COMPLETE THE FOLLOWING
- A) Using the passage on listening to music, answer each question below on its own line.
(i) What does the passage say John Adams's music presents instead of a thought?
(ii) What did Debussy write that there is nothing more musical than?
(iii) Rather than an illustration of the countryside, what does the passage call Beethoven's Pastoral?
- B) Reproduce the passage on listening to music word for word, between "I have felt" and "on the roller-coaster.", inclusive.

I have felt for a long time that there are two distinctly contrasted ways of listening to music, or what’s the same thing, two levels on which music can “work.” I know them well, internally, though I’m not sure I can quite define and name them. Roughly, there is music that works like language, and music that doesn’t. Beethoven is like language – it has a syntax and each work is a sort of discourse. If you’re not following the logic of that discourse, then in a very real sense, you’re not following the piece. John Adams is not like language – it presents an experience, not a thought. If you, like I was, are examining how the roller-coaster is constructed, you aren’t on the roller-coaster.

Here’s another way that I think about these two modes of listening: one type of music embodies the voice of its composer or (in, for example, the case of Mahler) embodies some other voice for literary purposes – either way, the music itself is communicative, is a voice. The other type of music is not a voice; it is like an outside stimulus or an abstracted sensation. Debussy’s music is in no way like Debussy “telling us” anything – it is, quite intentionally, like natural phenomena, meant to elicit the same kind of responses as real natural phenomena. Debussy was not writing a musical discourse about the sea; he wanted his musical Mer to deliver the same sort of beauty as the real one. “There is nothing more musical than a sunset,” he wrote. Beethoven, by contrast, is generally talking directly to us, and we must listen to what he says or else risk losing the thread. His Pastoral is not an illustration of the countryside; it is a discourse inspired by and on the subject of the countryside. Its climaxes are rhetorical climaxes; Debussy’s climaxes are the actual crests of waves.

DATA SECTION

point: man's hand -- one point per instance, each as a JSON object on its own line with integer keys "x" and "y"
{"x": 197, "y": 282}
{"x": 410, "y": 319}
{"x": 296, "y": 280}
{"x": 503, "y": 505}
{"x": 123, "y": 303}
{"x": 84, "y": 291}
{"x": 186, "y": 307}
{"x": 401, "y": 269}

ANSWERS TO THE EXERCISE
- A)
(i) An experience.
(ii) A sunset.
(iii) A discourse inspired by and on the subject of the countryside.

- B)
I have felt for a long time that there are two distinctly contrasted ways of listening to music, or what’s the same thing, two levels on which music can “work.” I know them well, internally, though I’m not sure I can quite define and name them. Roughly, there is music that works like language, and music that doesn’t. Beethoven is like language – it has a syntax and each work is a sort of discourse. If you’re not following the logic of that discourse, then in a very real sense, you’re not following the piece. John Adams is not like language – it presents an experience, not a thought. If you, like I was, are examining how the roller-coaster is constructed, you aren’t on the roller-coaster.